**Written exercise:** Output every line exactly as written. Leave out pictures.

--------

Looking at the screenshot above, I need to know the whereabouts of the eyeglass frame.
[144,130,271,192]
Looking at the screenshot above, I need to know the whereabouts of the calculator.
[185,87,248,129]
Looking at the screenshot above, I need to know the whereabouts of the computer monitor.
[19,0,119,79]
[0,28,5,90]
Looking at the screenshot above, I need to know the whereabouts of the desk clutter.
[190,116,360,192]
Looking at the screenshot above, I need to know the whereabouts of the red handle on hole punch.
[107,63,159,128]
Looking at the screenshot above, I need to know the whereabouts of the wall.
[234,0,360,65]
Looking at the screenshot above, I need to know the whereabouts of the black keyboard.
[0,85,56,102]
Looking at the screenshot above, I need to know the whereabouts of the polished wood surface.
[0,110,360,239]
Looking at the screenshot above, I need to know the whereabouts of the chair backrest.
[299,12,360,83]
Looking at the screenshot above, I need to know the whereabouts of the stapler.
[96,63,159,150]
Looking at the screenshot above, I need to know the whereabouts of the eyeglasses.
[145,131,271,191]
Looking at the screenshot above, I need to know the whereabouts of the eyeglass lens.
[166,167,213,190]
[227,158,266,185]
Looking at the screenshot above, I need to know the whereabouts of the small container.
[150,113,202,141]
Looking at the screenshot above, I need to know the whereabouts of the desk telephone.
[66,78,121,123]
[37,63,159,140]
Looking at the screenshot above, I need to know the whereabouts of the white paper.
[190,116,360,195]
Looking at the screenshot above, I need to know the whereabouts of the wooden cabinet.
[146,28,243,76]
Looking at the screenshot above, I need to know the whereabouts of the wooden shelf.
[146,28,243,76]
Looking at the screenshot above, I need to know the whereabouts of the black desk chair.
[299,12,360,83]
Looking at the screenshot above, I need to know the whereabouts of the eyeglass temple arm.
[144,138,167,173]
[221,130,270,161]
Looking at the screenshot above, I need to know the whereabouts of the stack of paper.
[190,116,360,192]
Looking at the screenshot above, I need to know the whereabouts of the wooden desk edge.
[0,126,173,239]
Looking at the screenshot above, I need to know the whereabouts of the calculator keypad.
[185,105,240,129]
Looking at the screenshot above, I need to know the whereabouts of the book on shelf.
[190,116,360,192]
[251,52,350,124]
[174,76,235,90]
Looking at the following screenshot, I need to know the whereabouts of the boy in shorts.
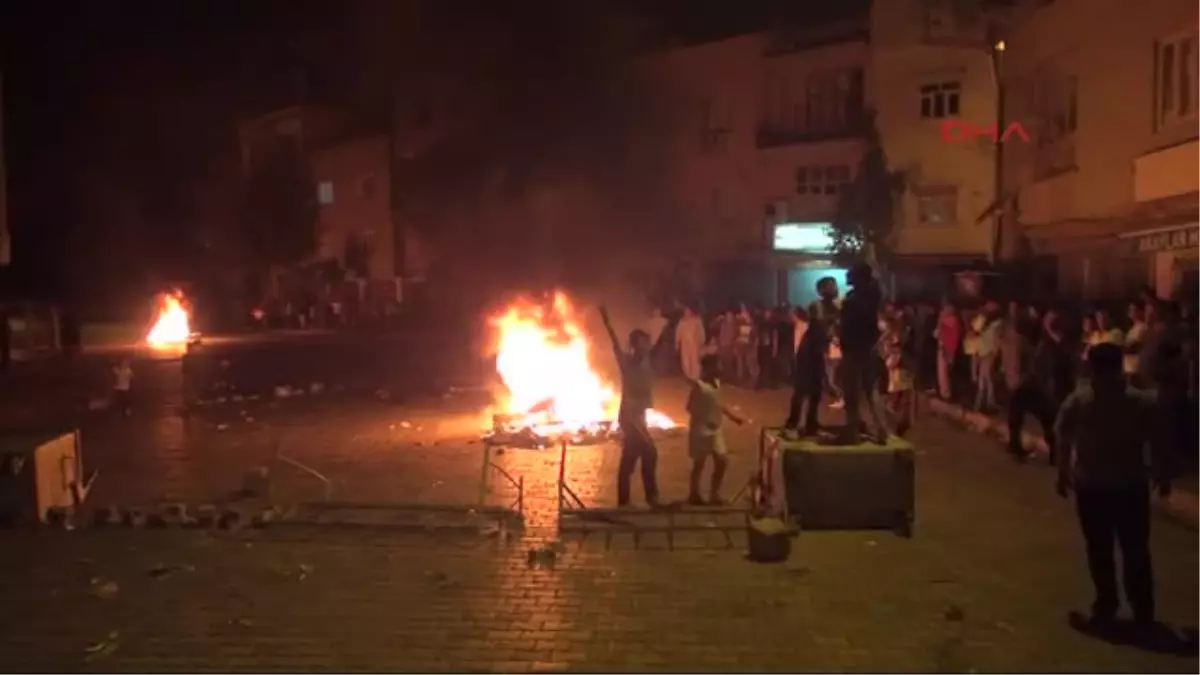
[688,354,745,506]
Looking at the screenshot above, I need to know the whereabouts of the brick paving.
[7,343,1200,671]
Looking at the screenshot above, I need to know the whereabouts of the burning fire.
[146,291,192,350]
[492,293,676,437]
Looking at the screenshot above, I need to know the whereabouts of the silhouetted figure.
[784,276,839,436]
[1055,344,1171,628]
[841,263,888,444]
[600,307,659,507]
[0,306,12,372]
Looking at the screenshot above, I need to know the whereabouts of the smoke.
[404,0,682,299]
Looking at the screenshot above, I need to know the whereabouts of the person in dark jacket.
[1008,311,1075,464]
[784,276,839,436]
[841,263,888,444]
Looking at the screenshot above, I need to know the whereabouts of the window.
[916,185,959,226]
[700,98,733,153]
[920,82,961,120]
[317,180,334,207]
[796,165,850,196]
[1154,32,1200,129]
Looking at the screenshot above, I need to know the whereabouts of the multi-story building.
[1003,0,1200,297]
[310,135,396,282]
[656,0,998,303]
[869,0,1002,284]
[656,22,869,301]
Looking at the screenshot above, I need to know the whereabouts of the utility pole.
[0,68,12,267]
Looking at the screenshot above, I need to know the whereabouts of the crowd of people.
[660,279,1200,461]
[606,265,1200,632]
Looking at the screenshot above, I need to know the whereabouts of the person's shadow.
[1067,611,1200,658]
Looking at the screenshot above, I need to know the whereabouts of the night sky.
[0,0,864,297]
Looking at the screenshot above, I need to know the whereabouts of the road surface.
[0,338,1200,671]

--------

**Task result:**
Looking at the screenshot above, I need to know the whereabouts of the eyeglass frame.
[144,130,271,192]
Looking at the screenshot above, I need to know the whereabouts of the calculator.
[185,87,248,129]
Looking at the screenshot above, I need to know the whereabouts of the computer monitor.
[19,0,119,79]
[0,28,5,90]
Looking at the screenshot above, I need to know the whereabouts of the desk clutter.
[190,116,360,192]
Looking at the screenshot above, I need to know the whereabouts of the red handle on hole punch.
[107,63,159,128]
Looking at the screenshot above, I need to know the whereabouts of the wall.
[234,0,360,65]
Looking at the screenshot above, I need to know the whereabouts of the black keyboard.
[0,85,56,102]
Looking at the screenshot above, I need to know the whereabouts of the polished wood surface.
[0,110,360,239]
Looking at the screenshot above, I need to know the whereabouts of the chair backrest.
[299,12,360,83]
Looking at the screenshot above, I need to know the whereabouts of the stapler.
[96,63,159,150]
Looking at the screenshot above, I need to know the whereabouts of the eyeglasses.
[145,131,271,191]
Looking at the screenshot above, I need to know the whereabouts of the eyeglass lens.
[166,167,213,190]
[227,158,266,185]
Looking at the screenshot above, I need to know the whereabouts of the small container.
[150,113,202,141]
Looking at the screenshot above, I need to know the whereabouts of the desk telephone.
[66,78,121,123]
[37,63,159,140]
Looking at the screenshot above, I need to know the whereabouts of the white paper.
[190,116,360,195]
Looking at the screenshot above, I need to know the whereabouts of the wooden cabinet.
[146,28,243,76]
Looking at the screenshot above, I need to know the whereabouts of the wooden shelf.
[146,28,243,76]
Looking at the screenshot above, I need to know the whereabouts of the black desk chair.
[299,12,360,83]
Looking at the screenshot above, I need to know the whereabouts of the eyeglass temple arm.
[144,138,167,173]
[221,130,270,161]
Looking at the screenshot above, I need to know the whereabouts of the stack of paper.
[190,116,360,192]
Looking at the screenshot above, I need to know the whereabouts of the wooden desk edge.
[0,126,173,239]
Looking at the screenshot above, I need to know the whereabouts of the calculator keypad.
[185,105,240,129]
Looking at the screenshot above, I need to know the whereabouts of the book on shelf.
[190,116,360,192]
[251,52,350,124]
[174,76,235,90]
Looking at the following screenshot, I need to know the whereabouts of the boy in shorts.
[688,354,745,506]
Looking at the screenshot above, I need to know the whereabouts of the brick paving.
[7,343,1200,671]
Looking at the screenshot above, I need to know the whereabouts of the burning fire.
[146,291,192,350]
[492,293,676,437]
Looking at the screenshot above, I need to know the whereabouts of the silhouetted figure.
[784,276,839,436]
[1055,344,1171,628]
[841,263,888,444]
[600,307,659,507]
[0,306,12,372]
Looking at the screenshot above, I need to know the whereabouts of the smoke.
[404,0,682,299]
Looking at the screenshot above, I need to know the whereabouts of the person in dark jacket.
[1008,311,1075,464]
[784,276,839,436]
[841,263,888,444]
Looking at the screenshot above, I need to know the whereabouts of the window.
[916,185,959,226]
[700,98,733,153]
[920,82,961,120]
[317,180,334,207]
[796,165,850,196]
[1154,32,1200,129]
Looking at the screenshot above, I need to know the whereabouts of the multi-story building.
[1003,0,1200,297]
[310,135,396,282]
[656,0,998,303]
[869,0,1002,284]
[656,22,869,301]
Looking at the screenshot above, I need to know the whereabouts of the utility pole.
[0,68,12,267]
Looking at the screenshot above, I need to know the whereabouts of the crowd of people.
[660,279,1200,461]
[606,265,1200,632]
Looking at the screenshot above, I need to know the whereabouts of the person's shadow.
[1067,611,1200,658]
Looking at the screenshot above, I need to know the whereabouts of the night sky.
[0,0,864,297]
Looking at the screenshot above, I need to know the whereabouts of the road surface.
[0,338,1200,671]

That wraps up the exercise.